- **Problem**:
Report every line of the records that contains the word "Provide", matching its case exactly.

- **Supplied data**:
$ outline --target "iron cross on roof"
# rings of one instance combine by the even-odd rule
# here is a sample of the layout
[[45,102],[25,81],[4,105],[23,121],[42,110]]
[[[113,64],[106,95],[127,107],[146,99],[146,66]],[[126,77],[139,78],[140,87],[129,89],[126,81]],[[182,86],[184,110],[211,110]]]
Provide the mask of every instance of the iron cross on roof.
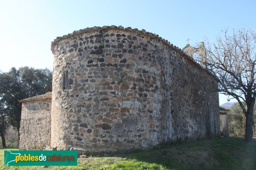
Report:
[[187,40],[186,40],[186,41],[188,41],[188,44],[189,44],[189,40],[190,40],[190,39],[189,39],[189,38],[188,38],[188,39],[187,39]]

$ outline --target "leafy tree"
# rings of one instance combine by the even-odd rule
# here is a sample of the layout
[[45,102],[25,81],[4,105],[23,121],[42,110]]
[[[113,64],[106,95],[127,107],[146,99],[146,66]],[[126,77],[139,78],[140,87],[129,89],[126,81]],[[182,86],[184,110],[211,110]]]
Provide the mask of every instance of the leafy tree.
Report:
[[1,135],[1,138],[2,139],[3,147],[6,147],[4,134],[7,126],[5,120],[5,114],[4,110],[3,105],[2,103],[0,103],[0,135]]
[[[245,108],[246,105],[243,102]],[[239,103],[233,105],[228,113],[229,132],[231,136],[245,136],[245,117],[243,110]],[[254,112],[256,110],[256,106],[254,105]],[[255,125],[256,125],[256,115],[253,117],[253,128],[254,136],[255,136]]]
[[16,128],[20,136],[21,104],[19,101],[52,90],[52,72],[48,68],[12,68],[0,74],[0,102],[6,122]]
[[256,96],[256,34],[245,28],[231,35],[227,32],[223,31],[215,43],[207,41],[205,55],[196,60],[218,79],[219,92],[238,101],[246,117],[245,141],[249,142]]

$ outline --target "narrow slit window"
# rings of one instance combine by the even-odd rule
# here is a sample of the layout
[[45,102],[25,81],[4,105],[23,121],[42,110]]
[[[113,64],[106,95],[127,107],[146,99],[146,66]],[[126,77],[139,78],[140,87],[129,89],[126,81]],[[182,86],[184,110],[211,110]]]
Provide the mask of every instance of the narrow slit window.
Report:
[[68,89],[68,71],[64,71],[63,74],[63,90]]

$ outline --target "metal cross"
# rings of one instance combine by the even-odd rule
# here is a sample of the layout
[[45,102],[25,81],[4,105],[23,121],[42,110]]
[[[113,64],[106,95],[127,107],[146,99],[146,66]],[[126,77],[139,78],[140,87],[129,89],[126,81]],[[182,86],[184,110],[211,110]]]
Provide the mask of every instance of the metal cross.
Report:
[[189,40],[190,40],[190,39],[189,39],[189,38],[188,38],[188,39],[187,39],[187,40],[186,40],[186,41],[188,41],[188,44],[189,43]]

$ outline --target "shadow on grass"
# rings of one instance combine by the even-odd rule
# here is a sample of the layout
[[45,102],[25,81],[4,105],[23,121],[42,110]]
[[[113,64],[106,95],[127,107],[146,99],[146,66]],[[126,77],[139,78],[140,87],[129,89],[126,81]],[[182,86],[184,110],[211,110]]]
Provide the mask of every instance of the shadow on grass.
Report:
[[106,169],[255,170],[255,139],[251,144],[243,138],[214,139],[117,155],[133,162],[118,162]]

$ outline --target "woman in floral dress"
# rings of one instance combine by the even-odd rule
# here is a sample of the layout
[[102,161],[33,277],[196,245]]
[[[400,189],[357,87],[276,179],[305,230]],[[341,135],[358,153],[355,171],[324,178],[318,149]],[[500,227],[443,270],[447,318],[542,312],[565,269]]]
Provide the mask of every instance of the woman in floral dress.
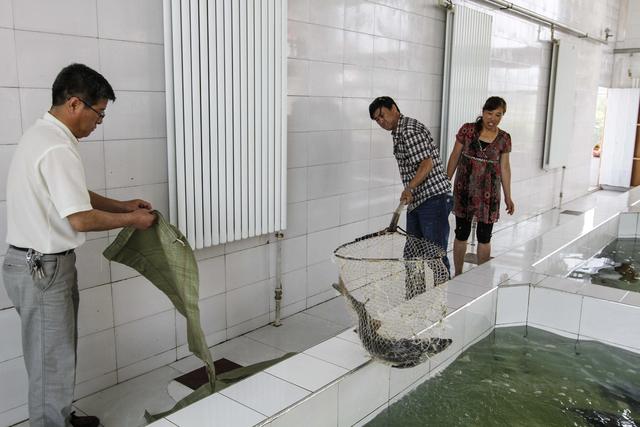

- **Written answer**:
Provide the mask of every instance of the iron cross on roof.
Provide the mask of every instance of the leafy tree.
Provide the mask of every instance of the narrow slit window.
Provide the mask of every instance of the metal cross.
Provide the mask of every instance of the shadow on grass.
Provide the mask of every instance of the woman in floral dress.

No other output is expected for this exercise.